## Task details
Please pick out every line below that contains the string "boulder" and copy each of those lines in full. Case counts when matching.

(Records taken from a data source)
— begin —

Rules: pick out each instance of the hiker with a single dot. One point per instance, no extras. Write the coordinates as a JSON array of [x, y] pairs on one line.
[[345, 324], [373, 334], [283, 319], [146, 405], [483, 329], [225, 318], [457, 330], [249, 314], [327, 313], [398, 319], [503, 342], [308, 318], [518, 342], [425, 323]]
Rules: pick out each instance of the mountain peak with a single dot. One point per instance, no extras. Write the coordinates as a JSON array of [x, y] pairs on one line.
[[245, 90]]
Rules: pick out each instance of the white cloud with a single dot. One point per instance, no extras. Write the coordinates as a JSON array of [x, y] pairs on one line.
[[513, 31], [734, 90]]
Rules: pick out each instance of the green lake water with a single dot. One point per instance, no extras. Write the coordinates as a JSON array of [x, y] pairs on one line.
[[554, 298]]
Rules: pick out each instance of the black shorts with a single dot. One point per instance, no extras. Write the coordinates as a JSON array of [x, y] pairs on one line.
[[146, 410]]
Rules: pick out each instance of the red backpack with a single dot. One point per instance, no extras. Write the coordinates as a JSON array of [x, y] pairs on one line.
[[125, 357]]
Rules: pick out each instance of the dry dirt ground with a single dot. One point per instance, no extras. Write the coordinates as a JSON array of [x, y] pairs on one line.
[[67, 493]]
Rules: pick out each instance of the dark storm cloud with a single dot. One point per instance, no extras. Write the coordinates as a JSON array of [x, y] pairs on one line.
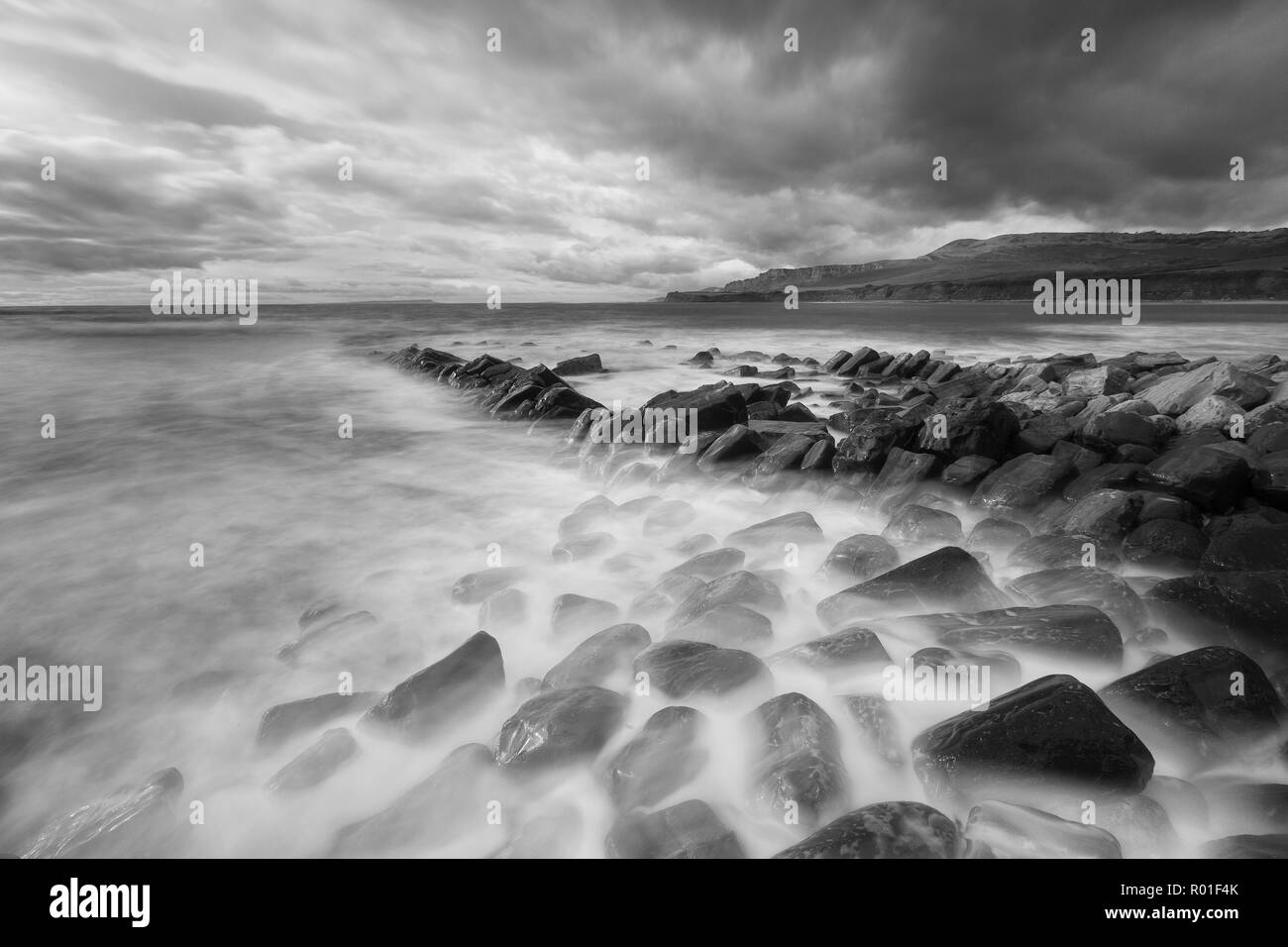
[[519, 167]]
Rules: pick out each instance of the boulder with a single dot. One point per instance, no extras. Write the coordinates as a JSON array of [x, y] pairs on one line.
[[558, 728], [683, 669], [797, 762], [443, 692], [1021, 482], [1020, 831], [1050, 735], [666, 754], [686, 830], [600, 659], [1192, 701], [945, 579], [883, 830]]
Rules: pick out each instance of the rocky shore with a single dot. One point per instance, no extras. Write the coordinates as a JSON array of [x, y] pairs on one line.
[[1050, 521]]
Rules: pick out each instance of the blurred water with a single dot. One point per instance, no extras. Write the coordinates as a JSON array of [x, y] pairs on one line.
[[194, 429]]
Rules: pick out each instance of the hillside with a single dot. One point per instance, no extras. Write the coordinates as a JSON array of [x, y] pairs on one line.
[[1215, 264]]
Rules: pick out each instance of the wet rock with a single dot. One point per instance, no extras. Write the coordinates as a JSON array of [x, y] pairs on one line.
[[739, 587], [1117, 476], [858, 558], [698, 543], [1106, 432], [876, 724], [1214, 411], [1176, 393], [1021, 482], [574, 613], [970, 428], [883, 830], [1183, 800], [1256, 548], [443, 692], [1107, 515], [283, 722], [737, 444], [1250, 806], [502, 611], [966, 472], [686, 830], [600, 659], [1186, 701], [728, 626], [1051, 733], [323, 609], [996, 535], [580, 365], [902, 470], [325, 635], [1041, 434], [717, 407], [711, 565], [316, 764], [1078, 585], [585, 547], [945, 579], [683, 669], [1247, 847], [1021, 831], [559, 727], [666, 754], [797, 761], [1269, 480], [870, 441], [838, 652], [669, 515], [138, 822], [1211, 479], [799, 527], [1059, 552], [1104, 379], [1068, 630], [476, 586], [1247, 608], [915, 525], [450, 804]]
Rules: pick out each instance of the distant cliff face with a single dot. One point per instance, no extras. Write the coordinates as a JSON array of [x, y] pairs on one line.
[[1215, 264]]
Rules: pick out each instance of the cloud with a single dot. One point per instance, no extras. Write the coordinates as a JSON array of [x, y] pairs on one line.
[[518, 169]]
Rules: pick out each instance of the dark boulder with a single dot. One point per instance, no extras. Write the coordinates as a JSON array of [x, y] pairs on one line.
[[574, 613], [1206, 701], [559, 727], [317, 763], [1211, 479], [858, 558], [447, 805], [686, 830], [798, 775], [666, 754], [600, 659], [945, 579], [883, 830], [1052, 733], [682, 669], [1021, 482], [446, 690]]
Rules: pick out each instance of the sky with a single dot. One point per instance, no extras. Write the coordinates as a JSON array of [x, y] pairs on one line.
[[519, 167]]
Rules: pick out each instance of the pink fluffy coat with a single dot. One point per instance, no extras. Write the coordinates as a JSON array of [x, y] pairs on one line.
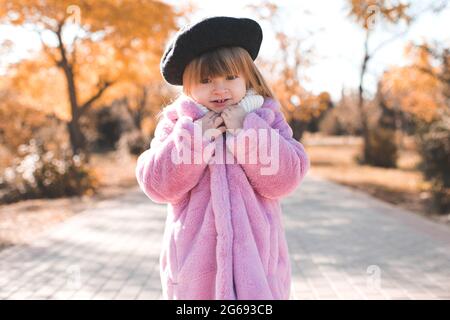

— end —

## Task output
Rules: pick out each instance of the boulder with a single dot. One point per instance, no extras. Write the coordinates as a JSON array of [x, y] pairs on one line.
Rules: pick out each instance of the dark boulder with a single dot. One point per instance, no extras. Write the coordinates as a JSON array of [x, y] pairs on one line.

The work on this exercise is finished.